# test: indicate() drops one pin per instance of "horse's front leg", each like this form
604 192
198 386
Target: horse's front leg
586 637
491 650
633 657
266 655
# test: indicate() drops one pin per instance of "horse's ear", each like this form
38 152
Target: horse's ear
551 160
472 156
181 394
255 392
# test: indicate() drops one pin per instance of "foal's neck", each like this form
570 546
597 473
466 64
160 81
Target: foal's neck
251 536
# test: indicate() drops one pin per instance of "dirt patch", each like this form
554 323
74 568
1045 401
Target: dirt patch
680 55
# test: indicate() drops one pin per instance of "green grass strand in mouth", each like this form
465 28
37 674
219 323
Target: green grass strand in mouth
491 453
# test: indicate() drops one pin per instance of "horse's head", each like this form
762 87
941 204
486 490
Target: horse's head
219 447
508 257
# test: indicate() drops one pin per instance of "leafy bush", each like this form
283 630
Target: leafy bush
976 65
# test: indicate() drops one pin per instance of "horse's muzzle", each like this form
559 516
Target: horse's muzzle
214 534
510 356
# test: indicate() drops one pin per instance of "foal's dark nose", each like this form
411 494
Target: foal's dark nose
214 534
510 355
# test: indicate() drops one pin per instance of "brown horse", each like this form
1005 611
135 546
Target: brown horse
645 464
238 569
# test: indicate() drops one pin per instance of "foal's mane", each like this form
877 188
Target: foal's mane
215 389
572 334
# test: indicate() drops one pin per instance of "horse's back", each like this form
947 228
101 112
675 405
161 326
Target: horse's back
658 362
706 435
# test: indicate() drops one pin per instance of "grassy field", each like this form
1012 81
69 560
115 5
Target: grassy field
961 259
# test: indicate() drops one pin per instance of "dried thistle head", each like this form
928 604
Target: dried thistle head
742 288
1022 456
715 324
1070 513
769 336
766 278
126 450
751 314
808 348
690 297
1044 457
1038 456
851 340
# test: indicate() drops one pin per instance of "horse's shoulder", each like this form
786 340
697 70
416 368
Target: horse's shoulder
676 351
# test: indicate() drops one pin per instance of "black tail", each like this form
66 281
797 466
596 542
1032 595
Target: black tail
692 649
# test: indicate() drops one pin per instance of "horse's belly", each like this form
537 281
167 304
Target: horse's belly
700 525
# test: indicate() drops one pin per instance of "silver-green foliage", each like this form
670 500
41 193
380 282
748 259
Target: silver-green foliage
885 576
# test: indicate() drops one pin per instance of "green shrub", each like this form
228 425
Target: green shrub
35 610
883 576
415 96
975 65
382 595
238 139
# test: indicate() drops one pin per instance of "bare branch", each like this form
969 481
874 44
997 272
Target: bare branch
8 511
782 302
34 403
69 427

==*==

■ WRITTEN REQUEST
Set down the entries above again, word for word.

■ SOLUTION TO THE EXERCISE
# test: indicate() drops one pin per instance of "horse's front leg", each like this form
604 192
198 386
Target: horse's front leg
586 637
491 650
633 657
266 655
# test: indicate() drops one pin per instance of "horse's ear", each like this form
38 152
Target: horse's ear
551 160
472 156
181 394
255 392
# test: indicate() drops one pin per instance of "foal's neck", each like this form
570 546
597 473
466 64
160 81
Target: foal's neck
251 536
# test: indicate() drops one pin per instance of "dirt patch", each like this form
554 323
74 568
1045 401
Target: dirt patch
680 55
# test: indicate() drops one pin per instance of "green grass strand in mouth", each like this form
465 28
37 674
219 323
Target: green grass strand in mouth
491 453
# test: indicate() drops one pin per instance of "horse's head", each like this form
762 87
941 204
486 490
Target: horse's head
219 447
508 257
# test: indicate() drops one pin per instance of "leafy bush", each like this form
283 630
Target: leafy bush
976 65
# test: indicate() drops one pin per instance of "horse's muzzle", each like this form
559 516
Target: horse's muzzle
214 534
510 356
# test: indicate() drops one pin per instance of "foal's dark nose", each like this form
411 494
Target: foal's dark nose
214 534
510 355
# test: indicate() drops one pin per instance of "brown horse", each like this form
1005 611
135 546
Target: brown horse
645 464
238 569
# test: indicate() drops one pin per instance of "foal's mane", each like this form
877 188
Target: foal's mane
215 389
572 334
# test: indicate() drops one pin per instance of "horse's back", each like this form
947 228
101 112
675 405
161 326
Target: horse's back
658 362
706 435
# test: indicate() drops one pin per instance of "grassy field", each like this form
1012 81
69 560
115 5
Target: grassy field
961 259
# test: indicate() drops one pin per instance of "dried thistle head", each like this form
928 604
Target: dried thistle head
742 288
1022 456
715 324
1070 513
769 336
766 278
126 450
751 314
808 348
690 297
1044 457
1038 456
851 340
# test: indicate() drops one pin per instance of "horse's shoulder", each like this form
786 340
697 70
416 368
Target: horse's shoulder
676 351
# test: indicate() drops one pin per instance of "black tail", each like this form
66 281
797 466
596 542
1032 595
Target: black tail
692 649
# test: indicate() drops one pin per instance of "horse's belly", each like this form
537 281
167 304
Target: horse's belly
700 525
# test: indicate() drops one pin per instance of "silver-green foliage", each like this form
670 500
41 193
380 282
748 259
Target: silver-green foliage
885 576
# test: indicate() drops one pin per instance of "green shrub", each like this form
228 425
Target: green shrub
35 610
883 576
415 96
975 65
382 595
238 139
# test: indicate() drops one pin per instance of "bare branch", each like this form
969 481
874 44
997 272
Target: bare branch
8 511
782 302
34 403
69 427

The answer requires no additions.